== PROBLEM REQUIREMENTS ==
Pick out every line in the listing below that contains the word "shirt", and copy each of those lines.
------ INFORMATION SUPPLIED
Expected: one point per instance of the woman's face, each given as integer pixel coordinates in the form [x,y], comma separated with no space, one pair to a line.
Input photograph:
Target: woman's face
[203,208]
------------
------ INFORMATION SUPPLIED
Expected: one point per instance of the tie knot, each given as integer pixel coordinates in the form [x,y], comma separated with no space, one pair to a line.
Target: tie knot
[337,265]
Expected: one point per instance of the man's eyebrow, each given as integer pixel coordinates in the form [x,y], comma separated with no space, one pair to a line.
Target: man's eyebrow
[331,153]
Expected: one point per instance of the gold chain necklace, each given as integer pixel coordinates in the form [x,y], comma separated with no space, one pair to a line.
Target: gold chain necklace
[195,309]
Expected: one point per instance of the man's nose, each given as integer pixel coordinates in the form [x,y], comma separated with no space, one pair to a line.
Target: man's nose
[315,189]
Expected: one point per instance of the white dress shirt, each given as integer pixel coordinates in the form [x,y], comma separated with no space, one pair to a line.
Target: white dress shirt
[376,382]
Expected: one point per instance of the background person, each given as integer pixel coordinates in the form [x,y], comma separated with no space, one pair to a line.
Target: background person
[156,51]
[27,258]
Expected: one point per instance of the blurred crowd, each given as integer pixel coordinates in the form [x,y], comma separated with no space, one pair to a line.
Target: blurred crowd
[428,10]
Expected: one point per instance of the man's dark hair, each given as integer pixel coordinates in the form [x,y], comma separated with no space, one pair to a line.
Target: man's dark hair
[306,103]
------------
------ INFORMATION SUPPLIED
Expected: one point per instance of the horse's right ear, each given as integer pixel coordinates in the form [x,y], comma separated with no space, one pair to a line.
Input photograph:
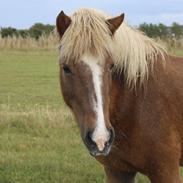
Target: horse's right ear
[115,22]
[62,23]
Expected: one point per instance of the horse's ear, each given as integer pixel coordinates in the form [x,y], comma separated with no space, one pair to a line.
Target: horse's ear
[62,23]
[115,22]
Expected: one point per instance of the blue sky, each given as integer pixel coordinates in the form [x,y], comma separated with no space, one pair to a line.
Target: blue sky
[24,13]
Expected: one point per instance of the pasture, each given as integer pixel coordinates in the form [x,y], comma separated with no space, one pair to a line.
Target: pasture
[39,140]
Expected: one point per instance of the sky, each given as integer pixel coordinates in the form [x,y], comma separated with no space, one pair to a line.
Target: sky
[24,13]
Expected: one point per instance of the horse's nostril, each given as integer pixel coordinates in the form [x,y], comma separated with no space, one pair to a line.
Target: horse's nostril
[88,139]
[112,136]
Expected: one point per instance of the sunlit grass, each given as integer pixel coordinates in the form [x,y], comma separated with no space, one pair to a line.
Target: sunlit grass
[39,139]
------------
== SOLUTION ==
Expected: one point per instance of the white dress shirt, each given as integer pixel coordinates in the form [x,y], comma separated with no space, one pair to a line.
Target: white dress shirt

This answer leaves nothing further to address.